An Educator's Guide To Welcoming Syrian Refugee Children.


On November 24, 2015, the federal government announced its plan to welcome 25,000 Syrian newcomers to Canada. As of January 20, 2016, 11,613 Syrian newcomers had arrived in Canada on 44 government-organized flights. There were 5,833 refugee applications finalized, but they had not yet travelled to Canada. There were 14,733 refugee resettlement applications in progress.1

In preparation, the Ontario government has been working with municipalities to identify provincial resources to support the settlement of the newcomers. Of particular importance will be integration of the new permanent residents into Ontario's education system.2

By the end of 2016, it is expected that approximately 10,000 new Canadians will resettle in areas such as the GTA, Hamilton, Mississauga, London and Ottawa. In terms of financial assistance, the government of Ontario is investing $10.5 million over the next two years to deliver support for refugees and organizations that are privately sponsoring them. In addition, the provincial government has already provided $330,000 to Lifeline Syria, which assists in the recruitment and training of private refugee sponsors.3


Syria is a country in the Middle East with a population of 22 million. It is very diverse, both ethnically and religiously. Most Syrians are ethnic Arab and will follow the Sunni branch of Islam, however, there are also minorities such as ethnic Kurds, Christian Arabs and some Jewish Arabs.4

The UN reports that more than 10 million people have fled Syria since the civil war began in 2011, most of them women and children.5 This represents one of the largest refugee movements in recent history. A March 2015 report published by the UN estimated that four out of five Syrians were living in poverty.6

The majority of Syrian newcomers are living in Jordan and Lebanon, the region's two smallest countries, which are under enormous stress. An increasing number of refugees are fleeing across the border into Turkey, creating considerable tensions and overwhelming host communities.7

School age children from Syria may have had years of lost or interrupted schooling. The Syrian children who have attended school in asylum countries may have been targets of bullying, violence and prejudice.8 Children who were born in refugee camps may have health issues, poor nutrition, limited food and inadequate hygiene for prolonged periods of time.

Extracted data:
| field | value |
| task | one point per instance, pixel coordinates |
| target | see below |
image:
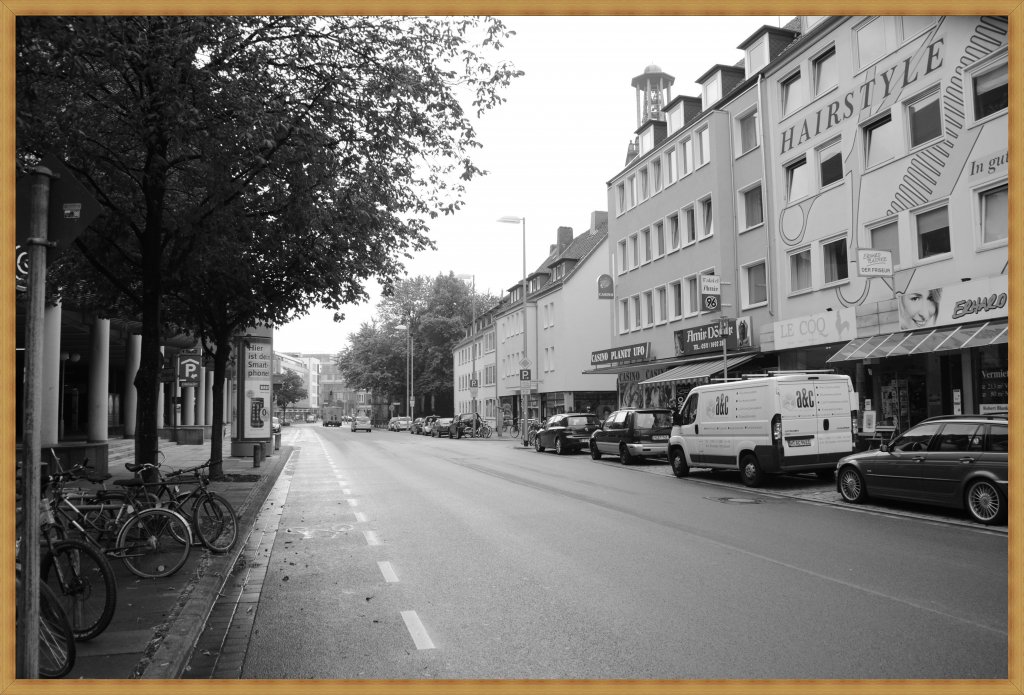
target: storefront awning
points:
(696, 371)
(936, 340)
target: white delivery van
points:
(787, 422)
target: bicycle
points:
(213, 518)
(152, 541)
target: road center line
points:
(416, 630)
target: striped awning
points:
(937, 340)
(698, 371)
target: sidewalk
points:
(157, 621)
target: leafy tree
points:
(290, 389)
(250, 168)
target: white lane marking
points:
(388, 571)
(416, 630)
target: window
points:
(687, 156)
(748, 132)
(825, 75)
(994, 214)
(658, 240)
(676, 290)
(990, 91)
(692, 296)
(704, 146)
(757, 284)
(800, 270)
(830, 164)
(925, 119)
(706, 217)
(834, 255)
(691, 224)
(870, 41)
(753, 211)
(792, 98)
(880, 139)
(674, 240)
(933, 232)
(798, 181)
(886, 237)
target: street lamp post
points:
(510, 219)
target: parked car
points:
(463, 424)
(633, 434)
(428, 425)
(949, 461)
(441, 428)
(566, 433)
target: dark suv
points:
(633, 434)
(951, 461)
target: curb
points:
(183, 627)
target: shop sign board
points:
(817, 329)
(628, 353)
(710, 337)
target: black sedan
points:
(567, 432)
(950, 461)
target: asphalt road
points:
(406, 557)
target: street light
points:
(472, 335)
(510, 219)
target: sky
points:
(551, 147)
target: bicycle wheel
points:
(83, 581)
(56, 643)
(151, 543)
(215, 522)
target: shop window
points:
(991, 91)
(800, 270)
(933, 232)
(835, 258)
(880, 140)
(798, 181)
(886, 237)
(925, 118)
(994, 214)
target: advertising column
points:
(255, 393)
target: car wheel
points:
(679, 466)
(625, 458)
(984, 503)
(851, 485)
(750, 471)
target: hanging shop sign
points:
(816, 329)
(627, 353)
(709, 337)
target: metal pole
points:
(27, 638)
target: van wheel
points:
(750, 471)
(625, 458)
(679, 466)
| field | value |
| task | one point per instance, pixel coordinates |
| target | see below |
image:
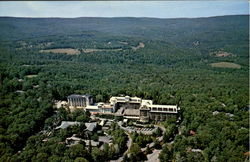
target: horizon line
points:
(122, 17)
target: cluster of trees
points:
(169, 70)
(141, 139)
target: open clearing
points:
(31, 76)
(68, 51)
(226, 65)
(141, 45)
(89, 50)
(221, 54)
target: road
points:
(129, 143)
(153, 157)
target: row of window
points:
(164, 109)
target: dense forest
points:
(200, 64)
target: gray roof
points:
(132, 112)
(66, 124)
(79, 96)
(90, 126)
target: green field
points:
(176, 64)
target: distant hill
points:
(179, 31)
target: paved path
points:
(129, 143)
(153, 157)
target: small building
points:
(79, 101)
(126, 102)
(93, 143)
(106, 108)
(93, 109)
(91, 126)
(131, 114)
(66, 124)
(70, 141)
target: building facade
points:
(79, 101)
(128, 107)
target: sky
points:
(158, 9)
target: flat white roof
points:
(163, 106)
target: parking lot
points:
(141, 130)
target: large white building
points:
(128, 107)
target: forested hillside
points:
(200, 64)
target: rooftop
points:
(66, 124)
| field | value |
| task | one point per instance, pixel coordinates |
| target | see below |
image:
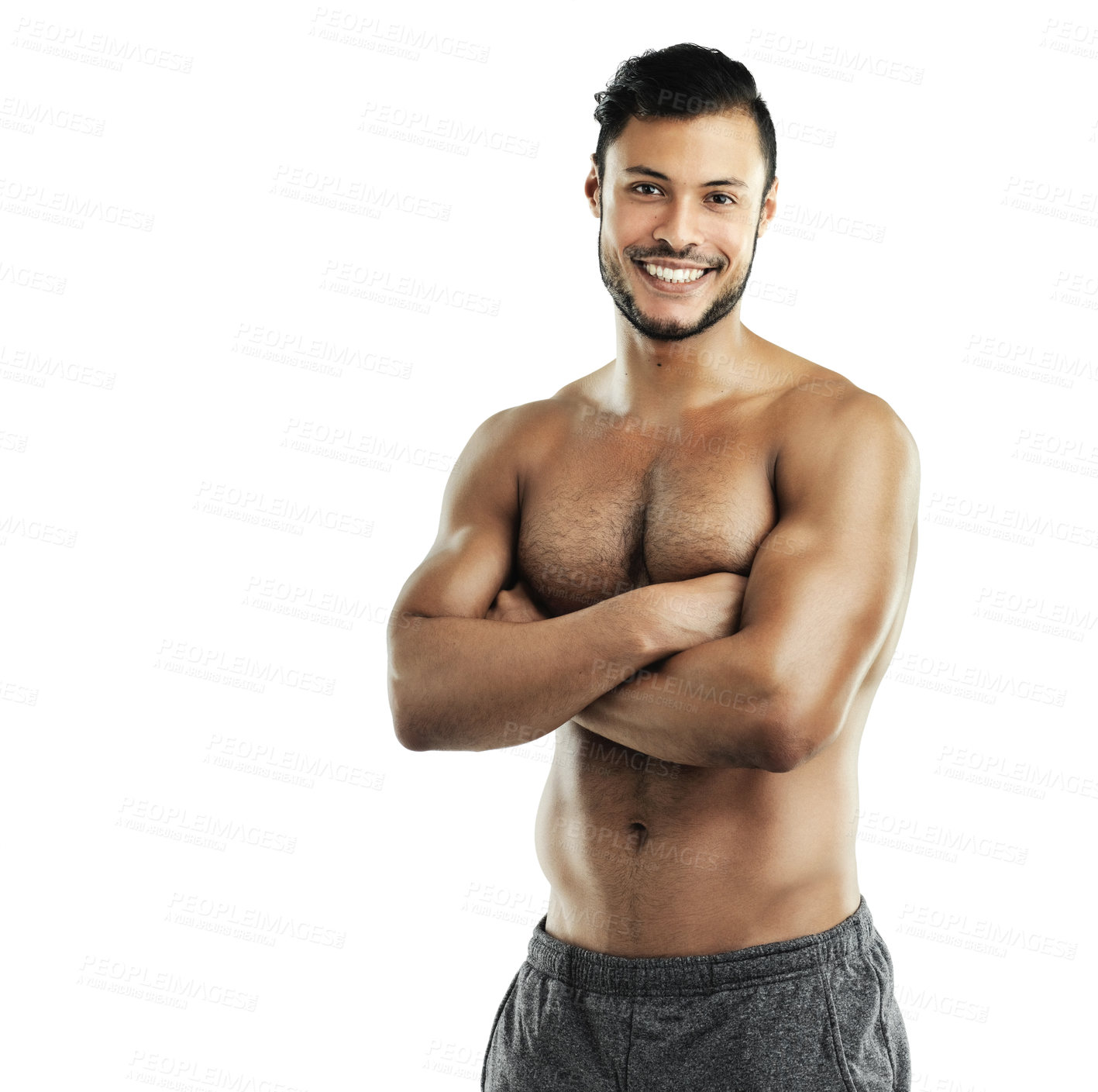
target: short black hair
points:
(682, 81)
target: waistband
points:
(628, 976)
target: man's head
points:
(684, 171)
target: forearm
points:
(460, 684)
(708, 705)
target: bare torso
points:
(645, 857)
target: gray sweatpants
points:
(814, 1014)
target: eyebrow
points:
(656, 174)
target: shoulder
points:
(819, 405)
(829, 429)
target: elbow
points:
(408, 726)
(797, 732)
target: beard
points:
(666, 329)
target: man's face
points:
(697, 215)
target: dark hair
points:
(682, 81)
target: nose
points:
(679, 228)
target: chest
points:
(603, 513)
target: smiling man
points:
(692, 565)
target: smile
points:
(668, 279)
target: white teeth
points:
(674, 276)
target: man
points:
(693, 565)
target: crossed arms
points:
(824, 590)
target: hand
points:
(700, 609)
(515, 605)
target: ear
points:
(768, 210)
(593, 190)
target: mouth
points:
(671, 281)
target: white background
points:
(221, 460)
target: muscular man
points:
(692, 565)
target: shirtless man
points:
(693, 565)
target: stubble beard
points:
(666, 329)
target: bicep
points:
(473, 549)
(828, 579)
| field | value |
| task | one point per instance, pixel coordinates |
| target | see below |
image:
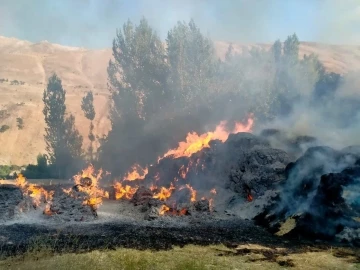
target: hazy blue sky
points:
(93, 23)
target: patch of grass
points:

Stated problem 1: In the guide on welcoming Syrian refugee children, how much money does the Ontario government say it has already given to Lifeline Syria?
Stated problem 2: Print the part of the entries that opens with the line containing "target: beard" and runs to the end of the entries, both ends included, and leave the pictures out.

Correct result 1: $330,000

Correct result 2:
target: beard
points:
(666, 329)
target: man's face
points:
(697, 215)
target: dark hair
points:
(682, 81)
target: nose
points:
(679, 228)
target: chest
points:
(603, 513)
target: smiling man
points:
(692, 565)
target: smile
points:
(668, 279)
target: white teeth
points:
(674, 276)
target: man
points:
(693, 565)
target: crossed arms
points:
(824, 590)
target: hand
points:
(700, 609)
(515, 605)
target: ear
points:
(768, 210)
(593, 190)
target: mouth
points:
(671, 281)
target: white background
points:
(221, 460)
target: muscular man
points:
(692, 565)
target: shirtless man
points:
(693, 565)
target: stubble beard
points:
(666, 329)
target: bicep
points:
(473, 549)
(828, 579)
| field | value |
| task | one point per instance, pixel coordinates |
| target | see below |
image:
target: hazy blue sky
points:
(93, 23)
target: patch of grass
points:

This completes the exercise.